◆ PROVIDED PASSAGE:

Scientists at St. Jude Children’s Research Hospital studied the Vsx2 super-enhancer and its role in the development of the retina. Their assessment showed the super-enhancer has four distinct regions with different functions. Moreover, this modular super-enhancer provides a way to study gene expression during development. The team has published a paper (“Identification of a modular super-enhancer in murine retinal development”) in Nature Communications.

“Super-enhancers are expansive regions of genomic DNA comprised of multiple putative enhancers that contribute to the dynamic gene expression patterns during development. This is particularly important in neurogenesis because many essential transcription factors have complex developmental stage– and cell–type specific expression patterns across the central nervous system,” write the investigators.

In the developing retina, Vsx2 is expressed in retinal progenitor cells and is maintained in differentiated bipolar neurons and Müller glia. A single super-enhancer controls this complex and dynamic pattern of expression. Here we show that deletion of one region disrupts retinal progenitor cell proliferation but does not affect cell fate specification.

“The deletion of another region has no effect on retinal progenitor cell proliferation but instead leads to a complete loss of bipolar neurons. This prototypical super-enhancer may serve as a model for dissecting the complex gene expression patterns for neurogenic transcription factors during development. Moreover, it provides a unique opportunity to alter expression of individual transcription factors in particular cell types at specific stages of development.

“This provides a deeper understanding of function that cannot be achieved with traditional knockout mouse approaches.”

St. Jude scientist Jackie Norrie, PhD, and grad student Victoria Honnell were part of a team that identified distinct functions for regions of a super-enhancer that controls gene expression during retina formation. [St. Jude Children’s Research Hospital]
The transcription factor Vsx2, which is essential to proper eye development, is expressed in retinal progenitor cells and found in established bipolar neurons and Müller glia. For decades, researchers studied Vsx2 to understand how it affects development. Gene function is typically studied by knocking out the gene and observing what changes. However, when Vsx2 is knocked out, the eye does not form. Researchers cannot study something that does not form, so they needed the ability to fine-tune Vsx2 expression, at different times during retina formation.

“In brain development, important transcription factors, like Vsx2, and many others, are often expressed in different parts of the developing brain at different times but in a precisely orchestrated way,” said corresponding author Michael Dyer, PhD, St. Jude Department of Developmental Neurobiology chair and Howard Hughes Medical Institute Investigator. “We wanted to better understand how this complicated dance of expression is controlled where the gene is turned on at one moment in one cell type, then turned off in another and later activated in a different region completely.”

Testing the first modular super-enhancer

A super-enhancer of Vsx2 controls the complex and dynamic pattern of expression involved in retinal development.

◆ EXERCISE DETAILS:
Reproduce the passage of the Vsx2 super-enhancer article word for word, starting with "Testing the first" and going on through "in retinal development.".

◆ DATA EXTRACT:
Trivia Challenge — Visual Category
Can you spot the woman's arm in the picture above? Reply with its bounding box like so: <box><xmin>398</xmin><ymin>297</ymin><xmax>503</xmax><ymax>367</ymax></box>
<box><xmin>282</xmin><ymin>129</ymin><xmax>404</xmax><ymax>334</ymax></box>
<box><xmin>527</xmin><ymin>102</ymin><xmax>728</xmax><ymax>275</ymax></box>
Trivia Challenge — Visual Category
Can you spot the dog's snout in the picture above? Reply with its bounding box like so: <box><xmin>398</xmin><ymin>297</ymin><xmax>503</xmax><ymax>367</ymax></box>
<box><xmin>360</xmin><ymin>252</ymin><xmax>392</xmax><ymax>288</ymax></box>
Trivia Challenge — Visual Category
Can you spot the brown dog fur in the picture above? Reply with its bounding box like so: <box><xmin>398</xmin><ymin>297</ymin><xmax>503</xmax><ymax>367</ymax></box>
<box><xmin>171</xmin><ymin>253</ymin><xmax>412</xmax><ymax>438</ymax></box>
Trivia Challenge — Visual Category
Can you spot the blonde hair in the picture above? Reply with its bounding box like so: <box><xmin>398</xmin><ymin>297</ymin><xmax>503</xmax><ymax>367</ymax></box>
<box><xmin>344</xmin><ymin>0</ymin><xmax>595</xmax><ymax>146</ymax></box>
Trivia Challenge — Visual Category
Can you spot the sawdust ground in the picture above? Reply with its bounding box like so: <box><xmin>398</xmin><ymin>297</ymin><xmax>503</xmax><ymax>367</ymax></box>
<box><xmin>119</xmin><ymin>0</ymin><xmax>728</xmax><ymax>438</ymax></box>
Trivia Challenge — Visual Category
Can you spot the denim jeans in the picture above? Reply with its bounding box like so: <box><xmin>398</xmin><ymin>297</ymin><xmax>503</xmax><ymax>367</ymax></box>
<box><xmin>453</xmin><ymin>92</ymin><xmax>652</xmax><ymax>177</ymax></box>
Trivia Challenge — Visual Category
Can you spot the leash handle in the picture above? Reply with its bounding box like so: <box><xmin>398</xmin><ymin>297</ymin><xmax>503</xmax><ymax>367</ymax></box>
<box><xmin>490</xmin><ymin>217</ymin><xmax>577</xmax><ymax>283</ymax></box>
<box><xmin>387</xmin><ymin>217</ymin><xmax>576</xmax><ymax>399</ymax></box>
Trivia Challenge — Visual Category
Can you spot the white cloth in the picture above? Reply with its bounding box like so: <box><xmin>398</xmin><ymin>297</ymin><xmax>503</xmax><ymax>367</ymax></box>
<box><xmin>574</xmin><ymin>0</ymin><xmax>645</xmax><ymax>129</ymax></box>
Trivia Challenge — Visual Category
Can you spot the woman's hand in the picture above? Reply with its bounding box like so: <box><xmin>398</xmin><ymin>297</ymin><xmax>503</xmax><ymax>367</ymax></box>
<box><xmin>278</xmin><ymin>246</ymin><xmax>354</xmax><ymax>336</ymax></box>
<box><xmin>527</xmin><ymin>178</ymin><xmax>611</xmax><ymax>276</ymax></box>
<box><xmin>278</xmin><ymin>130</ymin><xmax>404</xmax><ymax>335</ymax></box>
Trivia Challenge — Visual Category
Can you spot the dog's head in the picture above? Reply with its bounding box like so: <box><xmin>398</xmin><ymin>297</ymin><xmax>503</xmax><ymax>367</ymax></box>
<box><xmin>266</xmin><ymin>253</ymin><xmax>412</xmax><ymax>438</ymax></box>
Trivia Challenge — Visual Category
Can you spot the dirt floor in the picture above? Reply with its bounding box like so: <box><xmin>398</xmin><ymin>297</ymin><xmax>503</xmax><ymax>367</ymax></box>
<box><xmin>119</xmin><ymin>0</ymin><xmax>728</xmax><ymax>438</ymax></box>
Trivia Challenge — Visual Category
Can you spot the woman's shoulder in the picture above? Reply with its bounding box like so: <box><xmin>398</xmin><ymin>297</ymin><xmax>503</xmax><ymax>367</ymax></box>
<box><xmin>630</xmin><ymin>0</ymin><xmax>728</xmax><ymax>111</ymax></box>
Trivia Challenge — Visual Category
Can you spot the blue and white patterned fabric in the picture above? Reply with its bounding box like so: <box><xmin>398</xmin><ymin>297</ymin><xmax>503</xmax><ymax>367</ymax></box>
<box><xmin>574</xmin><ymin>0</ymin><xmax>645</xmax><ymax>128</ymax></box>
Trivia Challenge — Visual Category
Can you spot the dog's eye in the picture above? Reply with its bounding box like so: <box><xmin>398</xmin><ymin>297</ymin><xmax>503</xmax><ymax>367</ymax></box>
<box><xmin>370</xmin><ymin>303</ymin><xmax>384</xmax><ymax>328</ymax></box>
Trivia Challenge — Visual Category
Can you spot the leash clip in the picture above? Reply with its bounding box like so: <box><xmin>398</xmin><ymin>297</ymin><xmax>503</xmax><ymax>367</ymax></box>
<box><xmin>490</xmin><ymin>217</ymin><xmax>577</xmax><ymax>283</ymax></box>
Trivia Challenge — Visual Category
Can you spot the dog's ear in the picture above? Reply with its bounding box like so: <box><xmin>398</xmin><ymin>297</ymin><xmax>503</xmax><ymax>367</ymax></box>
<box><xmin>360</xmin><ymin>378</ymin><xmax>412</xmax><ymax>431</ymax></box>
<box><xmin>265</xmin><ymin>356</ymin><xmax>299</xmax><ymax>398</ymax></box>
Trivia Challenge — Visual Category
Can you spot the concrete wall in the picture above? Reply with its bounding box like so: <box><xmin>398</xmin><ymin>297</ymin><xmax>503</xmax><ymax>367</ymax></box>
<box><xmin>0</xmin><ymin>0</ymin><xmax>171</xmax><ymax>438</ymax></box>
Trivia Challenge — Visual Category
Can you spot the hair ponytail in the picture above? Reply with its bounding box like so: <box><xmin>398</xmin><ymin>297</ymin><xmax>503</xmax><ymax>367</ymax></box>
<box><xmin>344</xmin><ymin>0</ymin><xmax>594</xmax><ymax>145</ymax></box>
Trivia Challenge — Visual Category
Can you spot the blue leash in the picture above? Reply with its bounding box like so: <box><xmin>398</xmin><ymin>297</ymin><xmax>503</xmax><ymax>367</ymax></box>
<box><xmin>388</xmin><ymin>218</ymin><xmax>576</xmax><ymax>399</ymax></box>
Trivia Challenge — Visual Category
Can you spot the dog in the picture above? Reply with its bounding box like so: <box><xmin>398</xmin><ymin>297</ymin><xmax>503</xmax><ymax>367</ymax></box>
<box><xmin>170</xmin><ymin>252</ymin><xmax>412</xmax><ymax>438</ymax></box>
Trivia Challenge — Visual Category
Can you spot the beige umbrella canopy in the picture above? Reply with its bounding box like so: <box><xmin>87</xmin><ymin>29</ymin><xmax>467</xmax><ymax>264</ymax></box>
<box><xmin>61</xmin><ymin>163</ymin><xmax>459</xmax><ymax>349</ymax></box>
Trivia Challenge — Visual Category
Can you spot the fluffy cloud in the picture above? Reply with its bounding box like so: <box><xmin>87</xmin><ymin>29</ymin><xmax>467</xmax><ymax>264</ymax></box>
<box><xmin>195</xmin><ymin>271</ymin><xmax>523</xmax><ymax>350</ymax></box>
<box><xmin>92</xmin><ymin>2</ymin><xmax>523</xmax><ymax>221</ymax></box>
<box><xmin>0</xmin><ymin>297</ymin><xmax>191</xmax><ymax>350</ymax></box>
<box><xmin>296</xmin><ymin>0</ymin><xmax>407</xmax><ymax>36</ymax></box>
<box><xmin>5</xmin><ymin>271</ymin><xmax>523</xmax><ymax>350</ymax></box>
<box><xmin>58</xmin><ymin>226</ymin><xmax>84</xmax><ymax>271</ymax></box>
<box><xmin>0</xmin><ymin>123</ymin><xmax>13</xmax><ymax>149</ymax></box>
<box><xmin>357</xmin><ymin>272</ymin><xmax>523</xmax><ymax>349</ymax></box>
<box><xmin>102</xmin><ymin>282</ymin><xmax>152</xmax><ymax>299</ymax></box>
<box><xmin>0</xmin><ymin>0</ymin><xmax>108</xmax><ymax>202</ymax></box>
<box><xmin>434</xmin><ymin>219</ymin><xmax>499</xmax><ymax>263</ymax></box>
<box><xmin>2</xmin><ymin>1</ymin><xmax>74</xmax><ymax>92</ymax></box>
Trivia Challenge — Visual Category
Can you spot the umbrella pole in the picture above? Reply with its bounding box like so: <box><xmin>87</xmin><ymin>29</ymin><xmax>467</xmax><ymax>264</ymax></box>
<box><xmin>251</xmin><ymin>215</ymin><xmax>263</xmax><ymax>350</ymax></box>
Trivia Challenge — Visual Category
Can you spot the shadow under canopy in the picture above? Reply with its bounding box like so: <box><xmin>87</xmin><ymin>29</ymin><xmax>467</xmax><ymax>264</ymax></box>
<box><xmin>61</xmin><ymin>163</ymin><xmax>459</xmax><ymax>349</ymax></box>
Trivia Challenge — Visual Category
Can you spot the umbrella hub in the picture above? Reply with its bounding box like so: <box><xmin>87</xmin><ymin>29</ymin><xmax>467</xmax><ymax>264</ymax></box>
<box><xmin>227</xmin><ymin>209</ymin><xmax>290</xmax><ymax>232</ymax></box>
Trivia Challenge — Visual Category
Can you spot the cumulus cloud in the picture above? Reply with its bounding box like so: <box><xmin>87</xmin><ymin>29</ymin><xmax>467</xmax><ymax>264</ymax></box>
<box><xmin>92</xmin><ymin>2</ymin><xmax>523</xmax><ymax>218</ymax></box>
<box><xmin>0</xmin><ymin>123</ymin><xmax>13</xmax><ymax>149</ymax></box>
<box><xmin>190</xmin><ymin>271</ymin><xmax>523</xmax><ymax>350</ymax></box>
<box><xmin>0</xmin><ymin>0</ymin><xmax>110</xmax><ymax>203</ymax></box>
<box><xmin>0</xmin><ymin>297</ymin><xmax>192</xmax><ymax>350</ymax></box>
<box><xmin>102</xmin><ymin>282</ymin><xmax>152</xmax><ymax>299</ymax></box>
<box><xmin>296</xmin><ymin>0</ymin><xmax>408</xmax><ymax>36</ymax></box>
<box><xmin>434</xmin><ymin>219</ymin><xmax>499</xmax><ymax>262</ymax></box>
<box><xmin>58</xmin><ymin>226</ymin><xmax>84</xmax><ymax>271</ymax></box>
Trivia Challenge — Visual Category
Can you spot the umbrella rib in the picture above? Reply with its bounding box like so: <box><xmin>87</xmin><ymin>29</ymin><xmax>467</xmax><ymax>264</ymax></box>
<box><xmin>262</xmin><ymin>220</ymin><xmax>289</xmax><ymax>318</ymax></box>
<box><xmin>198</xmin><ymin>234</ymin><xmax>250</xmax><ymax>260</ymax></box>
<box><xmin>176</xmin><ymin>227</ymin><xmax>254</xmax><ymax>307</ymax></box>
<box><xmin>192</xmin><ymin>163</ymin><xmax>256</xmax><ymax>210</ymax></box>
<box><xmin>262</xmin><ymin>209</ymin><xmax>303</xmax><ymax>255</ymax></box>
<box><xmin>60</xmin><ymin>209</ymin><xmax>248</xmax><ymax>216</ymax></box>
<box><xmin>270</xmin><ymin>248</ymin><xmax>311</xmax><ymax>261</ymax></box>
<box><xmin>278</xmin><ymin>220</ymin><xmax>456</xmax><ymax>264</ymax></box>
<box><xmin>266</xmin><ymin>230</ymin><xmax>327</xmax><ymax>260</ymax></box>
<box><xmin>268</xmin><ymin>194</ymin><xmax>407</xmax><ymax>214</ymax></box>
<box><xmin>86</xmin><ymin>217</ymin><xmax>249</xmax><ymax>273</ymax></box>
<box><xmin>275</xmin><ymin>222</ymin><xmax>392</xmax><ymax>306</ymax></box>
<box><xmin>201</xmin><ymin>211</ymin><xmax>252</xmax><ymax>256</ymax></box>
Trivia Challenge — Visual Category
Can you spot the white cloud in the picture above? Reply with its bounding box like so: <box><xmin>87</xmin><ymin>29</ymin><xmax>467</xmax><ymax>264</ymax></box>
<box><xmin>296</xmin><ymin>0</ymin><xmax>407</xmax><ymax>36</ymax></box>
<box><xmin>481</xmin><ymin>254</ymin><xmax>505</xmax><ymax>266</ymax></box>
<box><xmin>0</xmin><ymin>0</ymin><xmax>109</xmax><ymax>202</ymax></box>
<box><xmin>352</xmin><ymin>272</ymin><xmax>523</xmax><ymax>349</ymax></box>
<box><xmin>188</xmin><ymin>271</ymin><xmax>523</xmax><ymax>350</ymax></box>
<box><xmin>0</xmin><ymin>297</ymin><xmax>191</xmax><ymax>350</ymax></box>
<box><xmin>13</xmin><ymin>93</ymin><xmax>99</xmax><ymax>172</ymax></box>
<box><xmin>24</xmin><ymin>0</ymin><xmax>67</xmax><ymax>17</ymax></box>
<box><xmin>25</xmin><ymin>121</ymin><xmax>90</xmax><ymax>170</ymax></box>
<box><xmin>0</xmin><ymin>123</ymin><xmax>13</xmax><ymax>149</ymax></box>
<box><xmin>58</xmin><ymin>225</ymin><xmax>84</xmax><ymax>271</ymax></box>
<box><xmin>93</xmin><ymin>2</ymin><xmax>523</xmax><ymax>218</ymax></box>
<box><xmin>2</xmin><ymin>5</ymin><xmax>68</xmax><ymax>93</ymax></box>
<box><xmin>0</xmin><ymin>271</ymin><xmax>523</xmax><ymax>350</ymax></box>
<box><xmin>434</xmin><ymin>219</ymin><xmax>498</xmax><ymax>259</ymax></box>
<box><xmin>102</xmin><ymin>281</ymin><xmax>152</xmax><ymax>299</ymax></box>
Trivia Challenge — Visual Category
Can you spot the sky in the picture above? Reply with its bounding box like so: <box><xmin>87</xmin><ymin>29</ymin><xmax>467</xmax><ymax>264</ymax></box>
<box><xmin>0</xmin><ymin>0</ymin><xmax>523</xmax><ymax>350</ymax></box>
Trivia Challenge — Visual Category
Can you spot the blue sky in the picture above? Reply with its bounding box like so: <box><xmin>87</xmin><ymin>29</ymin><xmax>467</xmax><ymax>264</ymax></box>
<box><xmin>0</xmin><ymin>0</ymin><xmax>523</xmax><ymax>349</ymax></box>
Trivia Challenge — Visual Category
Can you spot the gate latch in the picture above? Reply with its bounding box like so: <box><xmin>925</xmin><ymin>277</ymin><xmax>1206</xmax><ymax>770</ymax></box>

◆ WRITTEN ANSWER:
Testing the first modular super-enhancer

A super-enhancer of Vsx2 controls the complex and dynamic pattern of expression involved in retinal development.